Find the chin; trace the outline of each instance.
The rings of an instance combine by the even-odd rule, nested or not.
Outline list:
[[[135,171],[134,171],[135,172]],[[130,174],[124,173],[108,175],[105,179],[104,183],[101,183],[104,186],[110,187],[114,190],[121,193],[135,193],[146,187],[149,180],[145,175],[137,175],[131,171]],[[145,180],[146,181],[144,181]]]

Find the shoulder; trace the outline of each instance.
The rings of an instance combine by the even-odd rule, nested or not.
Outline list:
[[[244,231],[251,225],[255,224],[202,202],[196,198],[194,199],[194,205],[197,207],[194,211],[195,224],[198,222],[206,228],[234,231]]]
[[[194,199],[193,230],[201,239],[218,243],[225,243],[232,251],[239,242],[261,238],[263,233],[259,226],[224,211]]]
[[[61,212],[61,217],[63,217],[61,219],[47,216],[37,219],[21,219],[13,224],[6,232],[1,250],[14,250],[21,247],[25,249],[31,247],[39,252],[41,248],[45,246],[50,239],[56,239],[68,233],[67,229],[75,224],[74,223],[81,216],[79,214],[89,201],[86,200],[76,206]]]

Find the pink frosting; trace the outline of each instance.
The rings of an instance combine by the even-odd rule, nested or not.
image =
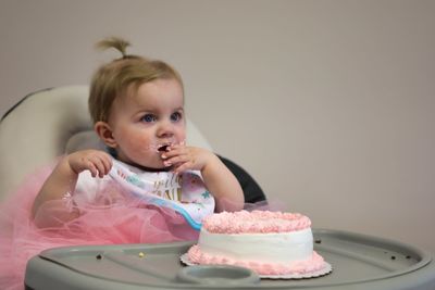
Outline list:
[[[223,256],[211,255],[201,252],[199,245],[192,245],[187,252],[191,263],[201,265],[232,265],[250,268],[263,276],[285,276],[285,275],[303,275],[322,270],[326,263],[321,255],[313,251],[310,259],[303,261],[295,261],[288,264],[271,264],[258,262],[243,262]]]
[[[223,212],[202,222],[202,227],[214,234],[289,232],[310,226],[310,218],[302,214],[270,211]]]

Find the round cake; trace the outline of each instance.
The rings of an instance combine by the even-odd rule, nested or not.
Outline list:
[[[240,211],[206,217],[188,264],[250,268],[262,277],[307,278],[331,272],[313,251],[311,220],[304,215]]]

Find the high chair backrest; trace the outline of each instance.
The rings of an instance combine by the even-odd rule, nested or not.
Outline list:
[[[88,113],[88,87],[67,86],[28,94],[0,123],[0,200],[23,178],[57,156],[78,149],[103,149]],[[187,119],[187,143],[211,150]]]

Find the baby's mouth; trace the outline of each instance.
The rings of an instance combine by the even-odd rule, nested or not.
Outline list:
[[[170,144],[162,144],[157,149],[157,151],[159,151],[159,152],[167,152],[169,148],[170,148]]]

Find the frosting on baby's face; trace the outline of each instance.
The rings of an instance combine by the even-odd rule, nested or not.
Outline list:
[[[109,119],[117,159],[137,166],[164,168],[162,152],[184,144],[184,94],[176,79],[156,79],[116,99]]]

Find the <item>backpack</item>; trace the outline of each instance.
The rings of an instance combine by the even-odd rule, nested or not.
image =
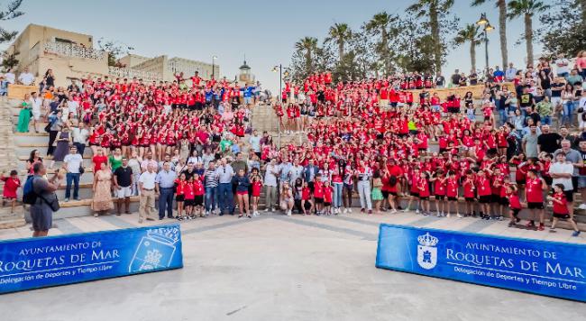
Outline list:
[[[32,205],[37,202],[37,193],[34,192],[32,188],[32,182],[34,181],[34,176],[31,175],[26,178],[26,182],[24,182],[24,187],[23,188],[23,203]]]

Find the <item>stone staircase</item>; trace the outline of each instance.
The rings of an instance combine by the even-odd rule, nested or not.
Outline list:
[[[10,170],[15,170],[18,167],[18,160],[14,148],[14,135],[13,133],[15,123],[13,124],[13,109],[11,104],[14,103],[8,101],[0,102],[0,171],[4,172],[5,176],[8,176]],[[21,180],[23,180],[23,185],[24,185],[22,177]],[[4,189],[4,182],[2,182],[1,187]],[[0,208],[0,229],[19,227],[25,224],[21,203],[19,203],[14,213],[11,213],[9,205]]]

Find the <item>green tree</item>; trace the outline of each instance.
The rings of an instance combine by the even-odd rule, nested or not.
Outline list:
[[[513,0],[508,3],[508,19],[523,17],[525,23],[525,45],[526,47],[527,63],[533,63],[533,16],[549,9],[539,0]]]
[[[396,15],[390,15],[383,11],[374,14],[372,19],[364,25],[368,33],[380,36],[380,40],[376,44],[376,51],[379,55],[378,64],[382,65],[385,74],[391,69],[392,51],[389,48],[389,41],[398,33],[398,30],[394,28],[394,23],[398,20]]]
[[[482,41],[482,32],[480,32],[481,27],[476,24],[466,24],[461,29],[456,37],[453,39],[453,43],[462,45],[470,42],[470,62],[472,66],[472,70],[476,70],[476,46]]]
[[[488,0],[472,0],[472,6],[483,5]],[[490,0],[499,8],[499,38],[500,39],[500,57],[503,69],[508,65],[508,50],[507,48],[507,1]],[[586,0],[584,0],[586,1]]]
[[[338,45],[338,61],[343,60],[344,45],[352,37],[352,30],[346,23],[334,23],[330,27],[325,42],[334,41]]]
[[[442,57],[446,48],[440,35],[442,32],[440,19],[453,5],[453,0],[417,0],[407,9],[407,12],[415,14],[417,18],[427,17],[429,20],[435,69],[438,72],[442,69]]]
[[[305,37],[295,43],[295,49],[305,51],[306,73],[311,73],[314,67],[313,54],[317,50],[317,38]]]
[[[97,41],[97,46],[101,50],[107,52],[108,66],[111,67],[118,67],[118,60],[122,58],[123,55],[127,55],[131,50],[134,50],[133,47],[125,43],[112,40],[105,41],[104,38],[100,38]]]
[[[24,13],[18,10],[22,4],[23,0],[10,2],[5,10],[0,11],[0,21],[12,20],[24,14]],[[12,41],[17,34],[18,32],[9,32],[0,27],[0,43]]]

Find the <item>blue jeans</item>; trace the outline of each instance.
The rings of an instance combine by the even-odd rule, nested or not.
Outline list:
[[[562,124],[572,124],[572,115],[573,114],[574,104],[568,101],[563,104],[563,115],[562,115]]]
[[[232,192],[232,183],[218,185],[218,200],[220,212],[234,213],[234,195]]]
[[[206,210],[213,211],[218,207],[218,188],[206,188]]]
[[[342,206],[342,188],[343,188],[343,183],[334,183],[332,185],[334,187],[334,199],[333,199],[333,206],[334,207],[341,207]]]
[[[79,198],[79,173],[67,173],[67,187],[65,188],[65,198],[71,196],[71,182],[73,182],[73,198]]]
[[[167,209],[167,217],[173,217],[173,188],[160,188],[159,191],[159,218],[165,217],[165,209]]]
[[[507,109],[499,109],[499,124],[502,126],[508,120]]]
[[[552,124],[552,116],[543,116],[541,117],[541,124]]]

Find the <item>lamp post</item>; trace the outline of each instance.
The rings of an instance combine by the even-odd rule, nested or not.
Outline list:
[[[283,68],[283,65],[279,64],[272,68],[272,72],[279,71],[279,93],[277,95],[277,103],[282,105],[283,103],[283,69],[285,69],[285,77],[288,76],[288,68]],[[277,148],[280,150],[280,122],[277,123]]]
[[[217,56],[214,55],[212,56],[212,79],[214,79],[214,76],[215,76],[215,60],[217,59]]]
[[[485,77],[489,76],[489,32],[494,30],[494,27],[486,18],[486,14],[481,14],[481,19],[476,22],[477,25],[484,26],[482,32],[484,32],[484,59],[486,63],[486,69],[484,70]]]

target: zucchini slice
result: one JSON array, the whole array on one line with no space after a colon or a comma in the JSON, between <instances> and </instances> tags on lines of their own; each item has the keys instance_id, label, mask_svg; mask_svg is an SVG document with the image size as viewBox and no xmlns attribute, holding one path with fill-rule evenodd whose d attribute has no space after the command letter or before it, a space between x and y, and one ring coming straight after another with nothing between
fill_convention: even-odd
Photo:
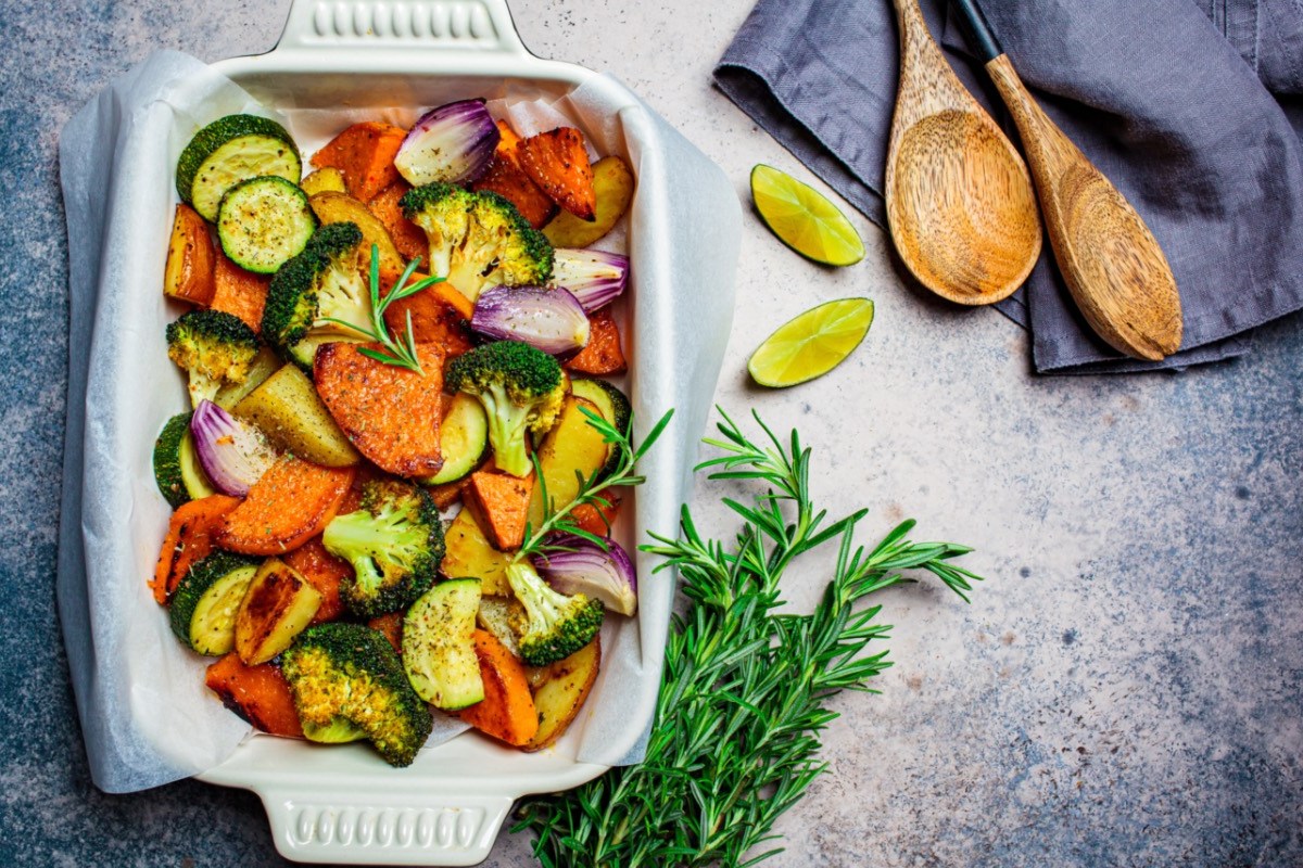
<instances>
[{"instance_id":1,"label":"zucchini slice","mask_svg":"<svg viewBox=\"0 0 1303 868\"><path fill-rule=\"evenodd\" d=\"M168 419L154 441L154 481L172 509L218 493L194 452L192 415L180 413Z\"/></svg>"},{"instance_id":2,"label":"zucchini slice","mask_svg":"<svg viewBox=\"0 0 1303 868\"><path fill-rule=\"evenodd\" d=\"M190 433L190 415L179 413L168 419L154 441L154 481L172 509L190 500L181 476L181 441Z\"/></svg>"},{"instance_id":3,"label":"zucchini slice","mask_svg":"<svg viewBox=\"0 0 1303 868\"><path fill-rule=\"evenodd\" d=\"M236 183L218 207L222 251L258 275L272 275L304 252L315 230L308 195L275 174Z\"/></svg>"},{"instance_id":4,"label":"zucchini slice","mask_svg":"<svg viewBox=\"0 0 1303 868\"><path fill-rule=\"evenodd\" d=\"M195 133L176 161L176 191L212 223L227 190L240 181L279 174L298 183L304 165L284 126L255 115L227 115Z\"/></svg>"},{"instance_id":5,"label":"zucchini slice","mask_svg":"<svg viewBox=\"0 0 1303 868\"><path fill-rule=\"evenodd\" d=\"M236 610L258 558L214 552L185 574L172 595L172 632L188 648L210 657L231 651L236 639Z\"/></svg>"},{"instance_id":6,"label":"zucchini slice","mask_svg":"<svg viewBox=\"0 0 1303 868\"><path fill-rule=\"evenodd\" d=\"M455 483L480 466L489 449L489 415L478 398L464 392L452 398L439 429L439 448L443 467L421 480L426 485Z\"/></svg>"},{"instance_id":7,"label":"zucchini slice","mask_svg":"<svg viewBox=\"0 0 1303 868\"><path fill-rule=\"evenodd\" d=\"M589 380L576 377L571 380L571 393L588 398L597 405L602 418L623 435L629 433L629 419L633 415L628 397L606 380ZM614 448L609 450L606 465L602 467L602 476L615 470L619 463L619 454Z\"/></svg>"},{"instance_id":8,"label":"zucchini slice","mask_svg":"<svg viewBox=\"0 0 1303 868\"><path fill-rule=\"evenodd\" d=\"M403 619L403 669L435 708L455 711L485 698L473 638L478 610L480 579L450 579L421 595Z\"/></svg>"}]
</instances>

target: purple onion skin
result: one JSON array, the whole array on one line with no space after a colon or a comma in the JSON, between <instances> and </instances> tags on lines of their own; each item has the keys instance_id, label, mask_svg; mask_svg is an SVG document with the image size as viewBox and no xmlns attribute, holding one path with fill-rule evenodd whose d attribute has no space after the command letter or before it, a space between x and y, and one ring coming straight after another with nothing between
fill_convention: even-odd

## Requirement
Copy out every line of the material above that contains the word "target".

## Exercise answer
target: zucchini slice
target: purple onion skin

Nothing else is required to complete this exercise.